>> Start Records provided
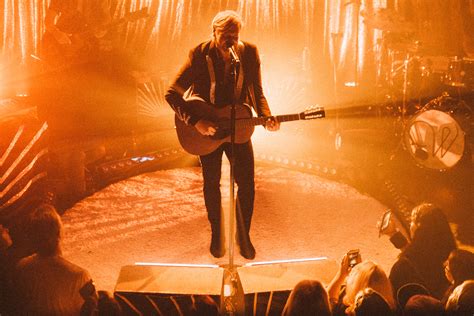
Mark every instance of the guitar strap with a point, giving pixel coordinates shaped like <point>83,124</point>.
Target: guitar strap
<point>212,75</point>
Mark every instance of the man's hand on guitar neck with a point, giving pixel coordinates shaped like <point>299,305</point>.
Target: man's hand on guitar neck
<point>206,128</point>
<point>272,124</point>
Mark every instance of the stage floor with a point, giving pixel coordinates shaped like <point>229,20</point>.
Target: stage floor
<point>160,217</point>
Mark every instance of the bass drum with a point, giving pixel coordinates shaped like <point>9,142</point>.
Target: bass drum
<point>435,136</point>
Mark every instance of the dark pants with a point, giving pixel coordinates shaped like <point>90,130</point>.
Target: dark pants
<point>244,178</point>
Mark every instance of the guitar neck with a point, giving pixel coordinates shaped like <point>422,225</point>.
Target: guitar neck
<point>254,121</point>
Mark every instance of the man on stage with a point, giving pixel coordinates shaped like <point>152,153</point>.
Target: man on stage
<point>207,74</point>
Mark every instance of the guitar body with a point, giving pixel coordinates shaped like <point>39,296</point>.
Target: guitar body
<point>197,144</point>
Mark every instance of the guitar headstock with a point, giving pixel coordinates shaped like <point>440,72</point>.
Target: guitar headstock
<point>312,113</point>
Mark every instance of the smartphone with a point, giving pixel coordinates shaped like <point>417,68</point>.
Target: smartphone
<point>385,221</point>
<point>353,256</point>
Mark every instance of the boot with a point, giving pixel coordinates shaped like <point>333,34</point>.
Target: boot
<point>217,248</point>
<point>247,249</point>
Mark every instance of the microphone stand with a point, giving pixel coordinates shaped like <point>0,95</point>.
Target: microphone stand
<point>232,294</point>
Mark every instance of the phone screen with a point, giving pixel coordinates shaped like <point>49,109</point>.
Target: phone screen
<point>385,221</point>
<point>353,257</point>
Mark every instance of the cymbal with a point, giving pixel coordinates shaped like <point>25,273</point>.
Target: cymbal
<point>387,20</point>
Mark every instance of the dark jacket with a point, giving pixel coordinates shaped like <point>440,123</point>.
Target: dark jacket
<point>195,75</point>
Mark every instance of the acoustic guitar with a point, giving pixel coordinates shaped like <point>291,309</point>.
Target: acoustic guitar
<point>197,144</point>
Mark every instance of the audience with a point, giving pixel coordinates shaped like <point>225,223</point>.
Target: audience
<point>423,305</point>
<point>369,303</point>
<point>407,291</point>
<point>361,276</point>
<point>458,268</point>
<point>461,301</point>
<point>46,283</point>
<point>422,259</point>
<point>309,297</point>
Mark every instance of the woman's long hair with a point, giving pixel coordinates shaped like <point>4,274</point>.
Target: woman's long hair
<point>309,297</point>
<point>368,274</point>
<point>432,240</point>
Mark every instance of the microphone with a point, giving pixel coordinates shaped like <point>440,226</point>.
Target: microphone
<point>233,55</point>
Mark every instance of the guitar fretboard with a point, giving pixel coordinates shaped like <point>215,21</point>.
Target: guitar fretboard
<point>261,120</point>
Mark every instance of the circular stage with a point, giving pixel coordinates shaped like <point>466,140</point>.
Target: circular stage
<point>160,217</point>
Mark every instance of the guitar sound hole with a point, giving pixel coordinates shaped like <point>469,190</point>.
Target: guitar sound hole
<point>221,133</point>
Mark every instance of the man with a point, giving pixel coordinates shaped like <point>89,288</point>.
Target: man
<point>46,283</point>
<point>208,74</point>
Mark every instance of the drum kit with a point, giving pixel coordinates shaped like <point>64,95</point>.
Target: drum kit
<point>431,96</point>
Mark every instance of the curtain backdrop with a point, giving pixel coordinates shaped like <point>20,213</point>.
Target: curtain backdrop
<point>341,35</point>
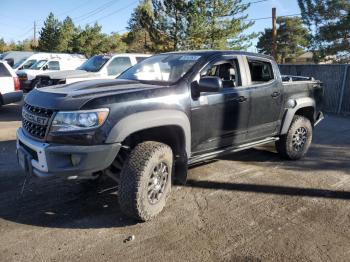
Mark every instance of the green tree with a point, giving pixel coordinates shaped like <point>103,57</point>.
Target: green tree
<point>25,45</point>
<point>218,24</point>
<point>3,45</point>
<point>292,39</point>
<point>116,43</point>
<point>67,33</point>
<point>91,41</point>
<point>49,36</point>
<point>329,22</point>
<point>138,37</point>
<point>169,26</point>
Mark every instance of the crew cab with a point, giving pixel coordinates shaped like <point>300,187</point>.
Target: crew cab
<point>45,62</point>
<point>9,85</point>
<point>97,67</point>
<point>162,115</point>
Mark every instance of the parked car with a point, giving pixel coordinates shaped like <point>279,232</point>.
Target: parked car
<point>162,115</point>
<point>47,62</point>
<point>97,67</point>
<point>9,85</point>
<point>12,57</point>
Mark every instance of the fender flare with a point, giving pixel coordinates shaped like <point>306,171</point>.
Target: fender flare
<point>150,119</point>
<point>290,112</point>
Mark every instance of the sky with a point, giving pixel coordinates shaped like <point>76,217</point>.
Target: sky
<point>17,16</point>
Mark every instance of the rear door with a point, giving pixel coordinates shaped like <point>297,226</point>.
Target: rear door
<point>265,89</point>
<point>220,119</point>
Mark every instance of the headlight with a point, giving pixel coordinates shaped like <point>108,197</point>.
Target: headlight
<point>79,120</point>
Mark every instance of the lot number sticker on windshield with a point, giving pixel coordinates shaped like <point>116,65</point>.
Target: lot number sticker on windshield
<point>189,57</point>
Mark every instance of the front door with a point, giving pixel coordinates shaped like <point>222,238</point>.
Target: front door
<point>220,119</point>
<point>266,99</point>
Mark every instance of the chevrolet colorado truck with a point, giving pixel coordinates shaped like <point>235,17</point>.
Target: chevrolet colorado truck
<point>161,116</point>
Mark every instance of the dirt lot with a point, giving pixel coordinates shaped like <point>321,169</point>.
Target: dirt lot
<point>249,206</point>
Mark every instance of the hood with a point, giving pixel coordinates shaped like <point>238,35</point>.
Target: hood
<point>70,74</point>
<point>74,96</point>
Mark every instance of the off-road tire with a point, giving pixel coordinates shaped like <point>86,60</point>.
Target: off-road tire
<point>284,145</point>
<point>135,176</point>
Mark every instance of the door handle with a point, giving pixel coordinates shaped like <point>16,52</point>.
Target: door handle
<point>241,99</point>
<point>275,94</point>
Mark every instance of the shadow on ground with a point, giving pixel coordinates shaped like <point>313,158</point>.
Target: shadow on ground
<point>55,202</point>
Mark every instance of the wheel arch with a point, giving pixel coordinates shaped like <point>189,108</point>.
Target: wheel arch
<point>303,107</point>
<point>167,125</point>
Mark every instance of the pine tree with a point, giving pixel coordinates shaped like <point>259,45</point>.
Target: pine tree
<point>169,26</point>
<point>91,41</point>
<point>138,38</point>
<point>218,24</point>
<point>292,39</point>
<point>329,20</point>
<point>67,33</point>
<point>49,36</point>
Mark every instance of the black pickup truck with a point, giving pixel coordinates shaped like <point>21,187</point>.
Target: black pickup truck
<point>164,114</point>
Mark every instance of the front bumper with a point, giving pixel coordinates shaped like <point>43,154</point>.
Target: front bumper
<point>11,97</point>
<point>43,159</point>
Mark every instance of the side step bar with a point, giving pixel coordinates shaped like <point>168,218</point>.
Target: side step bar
<point>228,150</point>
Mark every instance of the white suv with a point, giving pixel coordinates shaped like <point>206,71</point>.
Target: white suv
<point>97,67</point>
<point>9,85</point>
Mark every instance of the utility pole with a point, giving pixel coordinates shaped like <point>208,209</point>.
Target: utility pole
<point>274,34</point>
<point>34,35</point>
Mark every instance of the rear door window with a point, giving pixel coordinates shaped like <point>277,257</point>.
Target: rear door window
<point>118,65</point>
<point>260,71</point>
<point>3,71</point>
<point>226,70</point>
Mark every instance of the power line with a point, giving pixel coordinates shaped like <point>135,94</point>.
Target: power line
<point>95,11</point>
<point>263,18</point>
<point>256,2</point>
<point>112,13</point>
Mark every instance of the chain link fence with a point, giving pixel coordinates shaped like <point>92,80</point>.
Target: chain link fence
<point>336,79</point>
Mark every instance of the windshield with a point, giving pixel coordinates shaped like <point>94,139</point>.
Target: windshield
<point>165,68</point>
<point>38,65</point>
<point>95,63</point>
<point>18,63</point>
<point>26,65</point>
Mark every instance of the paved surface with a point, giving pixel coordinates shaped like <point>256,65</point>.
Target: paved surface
<point>249,206</point>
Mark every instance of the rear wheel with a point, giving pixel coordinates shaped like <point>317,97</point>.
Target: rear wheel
<point>295,144</point>
<point>145,180</point>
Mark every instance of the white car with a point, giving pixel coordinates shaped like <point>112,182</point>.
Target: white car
<point>97,67</point>
<point>46,62</point>
<point>9,85</point>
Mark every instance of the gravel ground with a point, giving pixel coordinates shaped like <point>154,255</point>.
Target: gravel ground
<point>248,206</point>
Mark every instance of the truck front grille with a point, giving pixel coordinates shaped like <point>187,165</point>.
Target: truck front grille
<point>31,125</point>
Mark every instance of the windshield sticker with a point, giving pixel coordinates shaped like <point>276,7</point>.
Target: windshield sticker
<point>190,57</point>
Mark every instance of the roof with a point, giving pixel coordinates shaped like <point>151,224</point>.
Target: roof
<point>222,52</point>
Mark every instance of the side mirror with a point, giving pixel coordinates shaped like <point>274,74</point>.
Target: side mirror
<point>209,84</point>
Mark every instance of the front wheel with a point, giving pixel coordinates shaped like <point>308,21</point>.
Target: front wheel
<point>295,144</point>
<point>145,180</point>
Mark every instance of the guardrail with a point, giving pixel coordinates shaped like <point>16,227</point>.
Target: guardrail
<point>336,79</point>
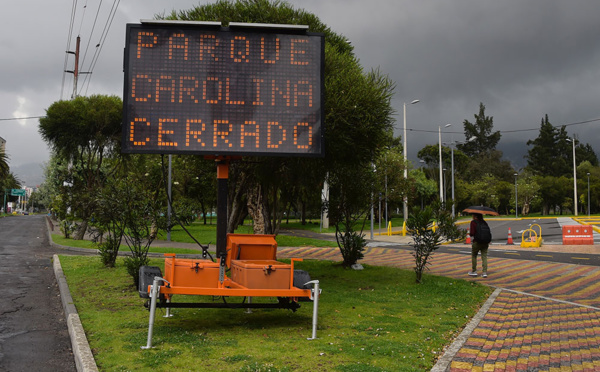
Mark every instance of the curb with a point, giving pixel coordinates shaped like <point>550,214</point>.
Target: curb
<point>443,364</point>
<point>84,359</point>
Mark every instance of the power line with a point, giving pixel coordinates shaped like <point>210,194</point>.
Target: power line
<point>100,45</point>
<point>23,118</point>
<point>511,131</point>
<point>72,22</point>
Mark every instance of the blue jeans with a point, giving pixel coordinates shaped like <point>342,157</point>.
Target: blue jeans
<point>475,249</point>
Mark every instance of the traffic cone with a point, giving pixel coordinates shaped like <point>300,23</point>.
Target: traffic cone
<point>509,242</point>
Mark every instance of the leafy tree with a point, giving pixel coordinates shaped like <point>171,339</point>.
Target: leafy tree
<point>550,151</point>
<point>527,192</point>
<point>348,207</point>
<point>485,140</point>
<point>357,112</point>
<point>83,132</point>
<point>426,239</point>
<point>586,153</point>
<point>4,168</point>
<point>8,182</point>
<point>390,179</point>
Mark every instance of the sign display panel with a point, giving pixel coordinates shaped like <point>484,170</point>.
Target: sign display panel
<point>222,91</point>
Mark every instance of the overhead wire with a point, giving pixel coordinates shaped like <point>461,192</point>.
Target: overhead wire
<point>71,23</point>
<point>508,131</point>
<point>100,45</point>
<point>91,33</point>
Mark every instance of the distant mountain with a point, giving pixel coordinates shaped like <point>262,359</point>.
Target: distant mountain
<point>31,174</point>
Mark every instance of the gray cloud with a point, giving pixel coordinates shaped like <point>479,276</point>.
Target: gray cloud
<point>522,59</point>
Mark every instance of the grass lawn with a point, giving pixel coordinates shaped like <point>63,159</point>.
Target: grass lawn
<point>60,239</point>
<point>377,319</point>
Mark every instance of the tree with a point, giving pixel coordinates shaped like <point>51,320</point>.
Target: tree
<point>358,114</point>
<point>485,140</point>
<point>83,132</point>
<point>4,168</point>
<point>427,239</point>
<point>548,156</point>
<point>10,181</point>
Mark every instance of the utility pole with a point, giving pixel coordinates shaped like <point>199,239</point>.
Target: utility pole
<point>75,71</point>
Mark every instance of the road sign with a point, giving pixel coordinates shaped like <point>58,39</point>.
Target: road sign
<point>18,192</point>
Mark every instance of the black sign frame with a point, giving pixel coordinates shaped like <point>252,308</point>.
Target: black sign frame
<point>255,90</point>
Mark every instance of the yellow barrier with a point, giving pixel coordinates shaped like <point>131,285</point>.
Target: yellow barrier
<point>532,241</point>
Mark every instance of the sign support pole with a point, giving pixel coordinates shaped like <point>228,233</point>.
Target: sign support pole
<point>222,193</point>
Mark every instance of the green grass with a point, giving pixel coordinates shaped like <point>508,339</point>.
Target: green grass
<point>377,319</point>
<point>208,234</point>
<point>60,239</point>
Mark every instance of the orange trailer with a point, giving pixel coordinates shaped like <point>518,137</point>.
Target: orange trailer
<point>253,272</point>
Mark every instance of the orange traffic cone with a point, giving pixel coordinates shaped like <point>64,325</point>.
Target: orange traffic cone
<point>509,242</point>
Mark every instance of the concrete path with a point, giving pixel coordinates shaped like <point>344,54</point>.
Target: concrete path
<point>543,317</point>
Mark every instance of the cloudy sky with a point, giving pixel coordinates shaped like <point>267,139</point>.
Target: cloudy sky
<point>522,59</point>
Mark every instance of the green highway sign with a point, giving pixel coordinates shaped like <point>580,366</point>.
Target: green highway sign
<point>18,192</point>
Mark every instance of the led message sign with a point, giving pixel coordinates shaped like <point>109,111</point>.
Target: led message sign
<point>222,91</point>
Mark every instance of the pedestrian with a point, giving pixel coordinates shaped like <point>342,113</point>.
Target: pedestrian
<point>481,237</point>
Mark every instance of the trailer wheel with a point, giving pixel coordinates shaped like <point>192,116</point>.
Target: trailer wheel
<point>147,274</point>
<point>300,278</point>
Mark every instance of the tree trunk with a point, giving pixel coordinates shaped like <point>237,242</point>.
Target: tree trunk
<point>81,229</point>
<point>256,210</point>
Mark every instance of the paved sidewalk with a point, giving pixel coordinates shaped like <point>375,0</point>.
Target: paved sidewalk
<point>546,316</point>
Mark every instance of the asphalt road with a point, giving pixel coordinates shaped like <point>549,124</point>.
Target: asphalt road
<point>33,329</point>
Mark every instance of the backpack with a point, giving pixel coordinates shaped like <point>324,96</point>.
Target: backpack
<point>483,234</point>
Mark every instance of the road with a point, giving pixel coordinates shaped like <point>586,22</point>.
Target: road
<point>33,330</point>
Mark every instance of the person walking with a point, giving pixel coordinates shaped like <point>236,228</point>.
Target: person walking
<point>481,236</point>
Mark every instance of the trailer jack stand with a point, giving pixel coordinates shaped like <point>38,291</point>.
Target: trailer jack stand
<point>154,292</point>
<point>316,293</point>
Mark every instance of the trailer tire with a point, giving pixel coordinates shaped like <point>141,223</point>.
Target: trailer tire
<point>147,274</point>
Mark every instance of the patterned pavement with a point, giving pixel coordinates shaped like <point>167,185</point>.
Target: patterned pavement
<point>545,317</point>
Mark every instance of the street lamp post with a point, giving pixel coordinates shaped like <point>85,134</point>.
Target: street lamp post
<point>516,198</point>
<point>574,176</point>
<point>588,194</point>
<point>441,175</point>
<point>452,145</point>
<point>405,198</point>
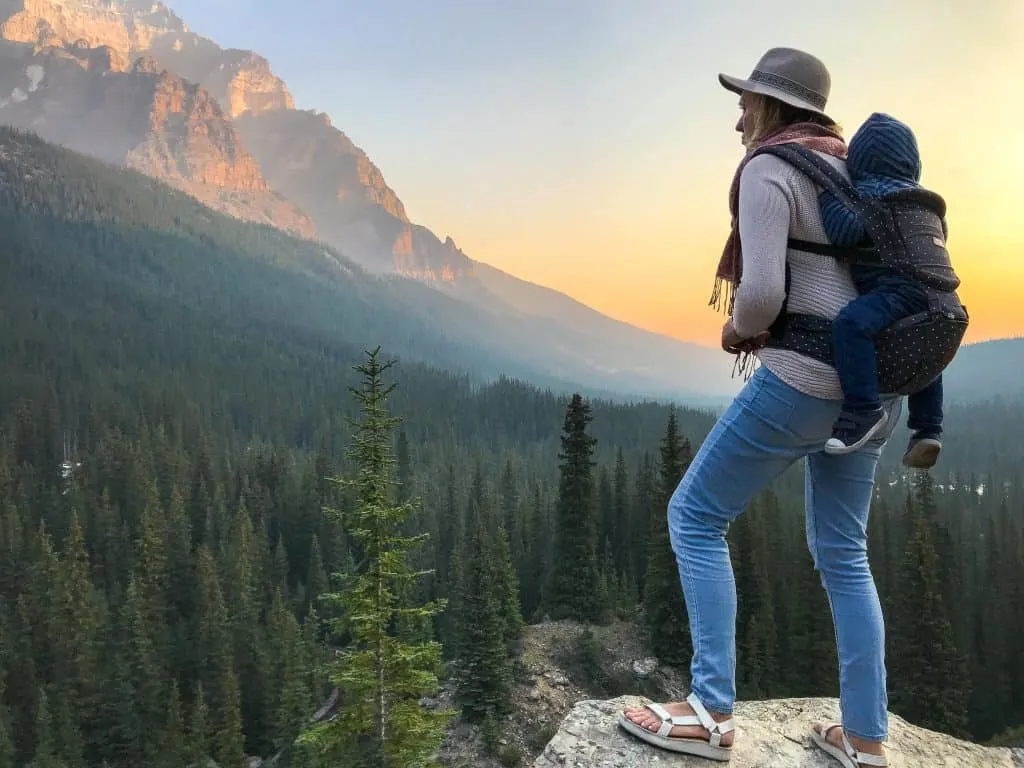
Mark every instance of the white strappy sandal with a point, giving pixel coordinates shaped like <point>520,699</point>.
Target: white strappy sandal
<point>847,756</point>
<point>713,749</point>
>> End Records provided
**Work instructions**
Reproduce the items from the start of the records through the line containing "<point>254,121</point>", inclusive, changing "bass drum" to "kick drum" and keeping all else unchanged. Leave the pictures out of your answer.

**Solved problem**
Mark every instance of the guitar strap with a point, giving pixel coordinates shaped like <point>83,124</point>.
Target: guitar strap
<point>212,75</point>
Mark every instance of the man's hand on guitar neck with a point, giving pixel coordinates shaped like <point>299,305</point>.
Target: man's hand on guitar neck
<point>206,128</point>
<point>272,124</point>
Mark every instance of the stage floor with a point, giving pixel coordinates shaped like <point>229,20</point>.
Target: stage floor
<point>160,217</point>
Mark every instance of the kick drum with a point, giving pixel coordinates shaped like <point>9,142</point>.
Target: kick drum
<point>435,136</point>
Mark every instance of the dark pants with a point, giving pixel coordinates shaped like <point>90,130</point>.
Target: dark pants
<point>244,178</point>
Mark every instance of the guitar neck with a point, giving pixel coordinates shaped like <point>422,225</point>.
Target: guitar neck
<point>254,121</point>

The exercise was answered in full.